Requests:
[a] Summarize the blog post on technical debt in RTEMS in two sentences.
[b] In the blog post on technical debt in RTEMS, how many other MIPS BSPs had to receive the same interrupt model change?
[c] Copy word for word the passage of the blog post on technical debt in RTEMS starting at "There are also" and ending at "or reworking it.".

Source excerpt:
Friday, May 18, 2012

Technical Debt and RTEMS

Dr. Dobb's recently had an interview with Ward Cunningham who developed the first wiki among other notable contributions. The interview is interesting and I recommend reading it. But I wanted to pass along some thought on one term that resonated with me.
Technical Debt: Cunningham uses this term to refer to work that needs to be done before a desired change can be implemented or work required to propagate a desired change across a codebase. In the RTEMS world, we have multiple examples of this. 
The most common case of RTEMS technical debt is when a single change must be implemented across all or a set of BSPs at the same time. Recently, Jennifer and I converted the MIPS port from Simple Vectored (SV) to Programmable Interrupt Controller (PIC) interrupt model. We did this because the MIPS/Malta we were developing a BSP for had a more complicated interrupt structure than previous MIPS boards. It was logical to use the PIC rather than the SV model on this BSP. But to ensure that all MIPS BSPs were consistent, we had to implement the same change for six other BSPs.

There are cases with RTEMS where some preparatory work must be done before something else is implemented. A prominent case of this was the CPU Scheduler Plugin Framework work by Gedare Bloom. Before the plugin framework existed, the RTEMS CPU Scheduler was bits and pieces of code embedded in the places where threads changed states and priorities. The plugin framework captured those decision points and made it possible to change the scheduling algorithm at application time configuration (e.g. confdefs.h in RTEMS terms). This was refactoring and clean up needed to be able to implement SMP support for RTEMS.

There are also cases where both types of debt must be paid within a single area. The RTEMS file system infrastructure has evolved over the past few years. Sometimes, there are desirable changes which must be propagated across all file system implementations and for other changes which have required cleaning up an area before refactoring or reworking it.

Not paying your technical debt can lead to long-term pain on a project. The most prominent case of this with RTEMS is when the PowerPC was converted some SV to PIC interrupt model. In contrast to what Jennifer and I did for the MIPS, this time only some BSPs were converted to the PIC model. This meant there were two different BSP interrupt models that co-existed for years. Worse, they were not named at the time and were known as "old" and "new" for years. And if that wasn't bad enough, the method and type names were not the same as the implementation for the x86. It has taken years of paying technical debt to clean up this mess.

It is also something that RTEMS developers would like to avoid repeating. So when you submit a patch and you are asked to modify some code you don't care about to make it consistent or told to be consistent with another BSP, remember that we are just asking you to avoid incurring technical debt. After all, it will probably be someone else who has to pay it. Better to avoid it altogether.

Material:
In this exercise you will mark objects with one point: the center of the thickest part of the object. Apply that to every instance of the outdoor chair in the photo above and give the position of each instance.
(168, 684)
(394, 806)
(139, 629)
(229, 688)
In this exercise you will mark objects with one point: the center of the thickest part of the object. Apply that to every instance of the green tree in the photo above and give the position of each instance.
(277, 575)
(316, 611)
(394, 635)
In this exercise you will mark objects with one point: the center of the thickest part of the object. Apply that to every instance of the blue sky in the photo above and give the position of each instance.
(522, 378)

---

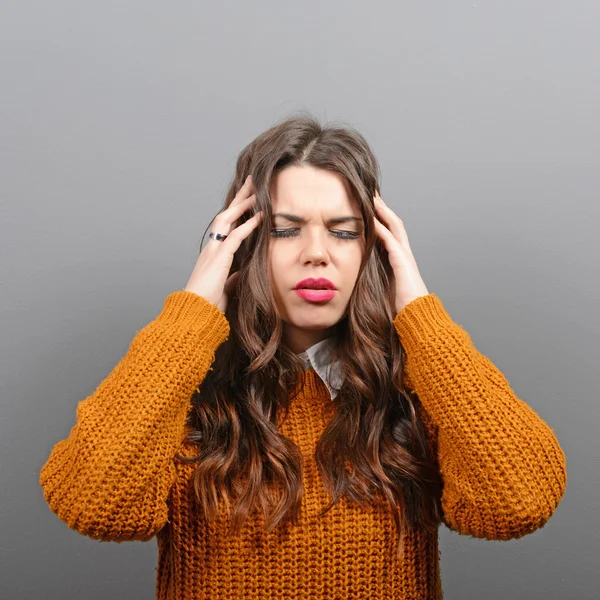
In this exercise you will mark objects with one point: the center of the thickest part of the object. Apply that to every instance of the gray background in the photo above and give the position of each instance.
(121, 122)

Solutions in order:
[a] Borrowing Ward Cunningham's term, the post describes technical debt as work needed before a desired change can be made or to carry a change across a codebase, and it gives RTEMS examples such as converting all MIPS BSPs to the PIC interrupt model and the CPU Scheduler Plugin Framework that prepared for SMP support. It warns that unpaid debt, like the partial PowerPC interrupt model conversion that left two models side by side for years, causes long-term pain, so RTEMS developers ask patch submitters to keep code consistent.

[b] Six.

[c]
There are also cases where both types of debt must be paid within a single area. The RTEMS file system infrastructure has evolved over the past few years. Sometimes, there are desirable changes which must be propagated across all file system implementations and for other changes which have required cleaning up an area before refactoring or reworking it.